* [AUFGABE 1]:
Gib in den Einträgen unten alles von der Zeile mit „form [96, 274].“ bis hinunter zum Ende der Einträge als Markdown-Tabelle mit den Spalten „Nummer“ und „Zeile“ wieder, ohne Leerzeilen.

* [DOKUMENT]:
In seiner Vorrede zur Braut von Messina, beschwert sich Schiller mit Recht, daß in der modernen gemeinen Welt nicht mehr jene einfachen Formen des Volkslebens vorkommen, die sie in die alte poetische zurück versetzen. «Der Pallast der Könige (sagt er) ist jetzt geschlossen; die Gerichte haben sich von den Thoren der Städte in das Innere der Häuser zurückgezogen; die Schrift hat das lebendige Wort verdrängt; das Volk selbst, die sinnlich-lebendige Masse ist, wo sie nicht als rohe Gewalt wirkt, zum Staat, folglich zu einem abgezogenen Begriff geworden; die Götter sind in die Brust der Menschen zurückgekehrt. Der Dichter muß die Palläste wieder aufthun, er muß die Gerichte unter freien Himmel herausführen, er muß die Götter wieder aufstellen, er muß alles Unmittelbare, das durch die künstliche Einrichtung des wirklichen Lebens aufgehoben ist, wieder herstellen, und von allen äussern Umgebungen der Menschen nichts aufnehmen, als was die höchste der Formen, die menschliche, sichtbar macht.»

* [AUFGABE 2]:
Wohin haben sich die Gerichte laut dem Dokument über Schillers Vorrede zurückgezogen?

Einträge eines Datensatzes
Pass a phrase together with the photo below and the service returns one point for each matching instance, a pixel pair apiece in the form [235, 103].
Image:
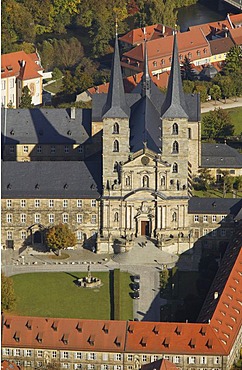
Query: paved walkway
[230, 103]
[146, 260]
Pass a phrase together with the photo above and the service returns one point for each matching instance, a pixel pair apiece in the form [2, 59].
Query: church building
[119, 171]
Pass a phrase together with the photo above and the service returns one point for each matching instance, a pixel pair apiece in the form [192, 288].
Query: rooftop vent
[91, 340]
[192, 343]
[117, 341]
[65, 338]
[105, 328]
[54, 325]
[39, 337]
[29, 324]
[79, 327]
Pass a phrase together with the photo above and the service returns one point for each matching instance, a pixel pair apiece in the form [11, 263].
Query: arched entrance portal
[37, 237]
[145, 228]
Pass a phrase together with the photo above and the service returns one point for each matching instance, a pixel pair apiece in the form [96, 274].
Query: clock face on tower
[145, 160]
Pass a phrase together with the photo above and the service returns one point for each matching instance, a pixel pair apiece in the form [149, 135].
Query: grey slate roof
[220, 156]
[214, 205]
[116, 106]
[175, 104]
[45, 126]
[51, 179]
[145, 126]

* [VOLLSTÄNDIGE ANTWORT 1]:
| Nummer | Zeile |
|---|---|
| 1 | Pass a phrase together with the photo above and the service returns one point for each matching instance, a pixel pair apiece in the form [96, 274]. |
| 2 | Query: clock face on tower |
| 3 | [145, 160] |
| 4 | Pass a phrase together with the photo above and the service returns one point for each matching instance, a pixel pair apiece in the form [149, 135]. |
| 5 | Query: grey slate roof |
| 6 | [220, 156] |
| 7 | [214, 205] |
| 8 | [116, 106] |
| 9 | [175, 104] |
| 10 | [45, 126] |
| 11 | [51, 179] |
| 12 | [145, 126] |

* [VOLLSTÄNDIGE ANTWORT 2]:
Von den Thoren der Städte in das Innere der Häuser.